Aim of the exercise: Copy the lines below word for word, from first to last, leaving out the pictures.

____

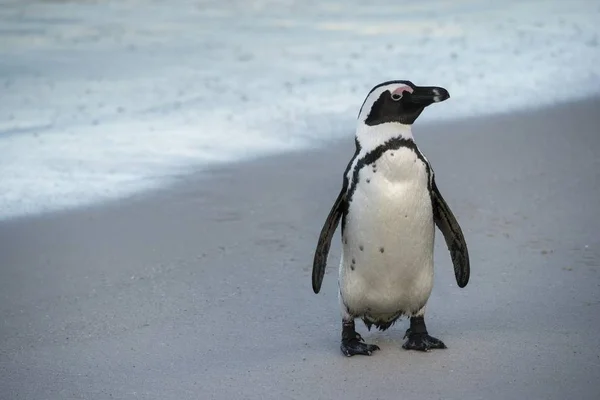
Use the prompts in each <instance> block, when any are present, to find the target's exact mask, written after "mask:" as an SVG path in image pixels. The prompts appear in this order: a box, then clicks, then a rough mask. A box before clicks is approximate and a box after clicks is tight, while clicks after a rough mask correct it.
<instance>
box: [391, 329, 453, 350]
mask: <svg viewBox="0 0 600 400" xmlns="http://www.w3.org/2000/svg"><path fill="white" fill-rule="evenodd" d="M405 337H408V340H407V341H406V342H404V344H403V345H402V348H403V349H405V350H419V351H429V350H431V349H445V348H446V345H445V344H444V342H442V341H441V340H440V339H436V338H434V337H433V336H429V335H428V334H427V333H411V332H410V329H409V330H407V331H406V336H405Z"/></svg>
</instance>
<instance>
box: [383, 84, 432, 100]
mask: <svg viewBox="0 0 600 400" xmlns="http://www.w3.org/2000/svg"><path fill="white" fill-rule="evenodd" d="M413 91H414V90H413V88H411V87H410V86H406V85H405V86H400V87H398V88H396V89H394V90H393V91H392V92H391V93H392V100H396V101H398V100H400V99H401V98H402V96H403V95H404V92H408V93H412V92H413ZM436 94H438V93H436Z"/></svg>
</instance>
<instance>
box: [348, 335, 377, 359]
mask: <svg viewBox="0 0 600 400" xmlns="http://www.w3.org/2000/svg"><path fill="white" fill-rule="evenodd" d="M340 349H341V350H342V353H344V355H345V356H346V357H352V356H354V355H357V354H360V355H364V356H370V355H371V354H373V352H374V351H375V350H379V346H377V345H376V344H367V343H365V342H364V340H363V338H362V337H361V336H360V335H359V334H358V333H357V334H356V337H354V338H352V339H342V345H341V346H340Z"/></svg>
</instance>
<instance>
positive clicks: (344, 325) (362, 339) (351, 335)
mask: <svg viewBox="0 0 600 400" xmlns="http://www.w3.org/2000/svg"><path fill="white" fill-rule="evenodd" d="M340 305H341V308H342V344H341V345H340V349H341V350H342V353H343V354H344V355H345V356H346V357H352V356H354V355H357V354H361V355H365V356H370V355H371V354H373V352H374V351H375V350H379V346H377V345H376V344H367V343H365V341H364V340H363V338H362V336H360V334H359V333H358V332H356V327H355V326H354V317H353V316H352V315H350V312H349V311H348V309H347V308H346V306H345V305H344V302H343V301H342V296H341V295H340Z"/></svg>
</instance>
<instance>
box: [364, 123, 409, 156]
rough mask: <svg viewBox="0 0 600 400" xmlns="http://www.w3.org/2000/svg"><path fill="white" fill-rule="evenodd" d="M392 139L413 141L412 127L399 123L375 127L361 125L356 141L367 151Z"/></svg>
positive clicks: (364, 124) (372, 126) (393, 123)
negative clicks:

____

Expected answer:
Use the prompts in each <instance> block, when any are present, to find the target's exact mask, written after "mask:" as an SVG path in image pixels. The prompts appear in this order: a box, then clicks, then a rough mask. A box before clicks is approximate and a box after clicks is tight, while clicks after a rough mask correct it.
<instance>
box: [391, 329, 453, 350]
mask: <svg viewBox="0 0 600 400" xmlns="http://www.w3.org/2000/svg"><path fill="white" fill-rule="evenodd" d="M405 337H408V340H407V341H406V342H404V344H403V345H402V348H403V349H405V350H419V351H429V350H431V349H445V348H446V345H445V344H444V342H442V341H441V340H440V339H436V338H434V337H433V336H429V335H428V334H427V333H411V332H410V329H409V330H407V331H406V336H405Z"/></svg>
</instance>
<instance>
box: [383, 84, 432, 100]
mask: <svg viewBox="0 0 600 400" xmlns="http://www.w3.org/2000/svg"><path fill="white" fill-rule="evenodd" d="M413 91H414V90H413V88H411V87H410V86H406V85H405V86H400V87H398V88H396V89H394V90H393V91H392V92H391V93H392V100H396V101H398V100H400V99H401V98H402V96H403V95H404V92H408V93H412V92H413ZM436 94H438V93H436Z"/></svg>
</instance>
<instance>
box: [348, 335, 377, 359]
mask: <svg viewBox="0 0 600 400" xmlns="http://www.w3.org/2000/svg"><path fill="white" fill-rule="evenodd" d="M340 349H341V350H342V353H344V355H345V356H346V357H352V356H354V355H357V354H360V355H364V356H370V355H371V354H373V352H374V351H375V350H379V346H377V345H376V344H367V343H365V342H364V340H363V338H362V337H361V336H360V335H359V334H358V333H357V334H356V337H354V338H352V339H342V345H341V346H340Z"/></svg>
</instance>
<instance>
positive clicks: (344, 325) (362, 339) (351, 335)
mask: <svg viewBox="0 0 600 400" xmlns="http://www.w3.org/2000/svg"><path fill="white" fill-rule="evenodd" d="M340 305H341V308H342V344H341V345H340V349H341V350H342V353H343V354H344V355H345V356H346V357H352V356H354V355H357V354H361V355H365V356H370V355H371V354H373V352H374V351H375V350H379V346H377V345H376V344H367V343H365V341H364V340H363V338H362V336H360V334H359V333H358V332H356V327H355V326H354V317H353V316H352V315H350V312H349V311H348V309H347V308H346V306H345V305H344V302H343V301H342V296H341V295H340Z"/></svg>
</instance>
<instance>
box: [364, 123, 409, 156]
rough mask: <svg viewBox="0 0 600 400" xmlns="http://www.w3.org/2000/svg"><path fill="white" fill-rule="evenodd" d="M392 139L413 141L412 127L399 123L375 127L361 125L356 141L367 151Z"/></svg>
positive clicks: (364, 124) (372, 126) (393, 123)
negative clicks:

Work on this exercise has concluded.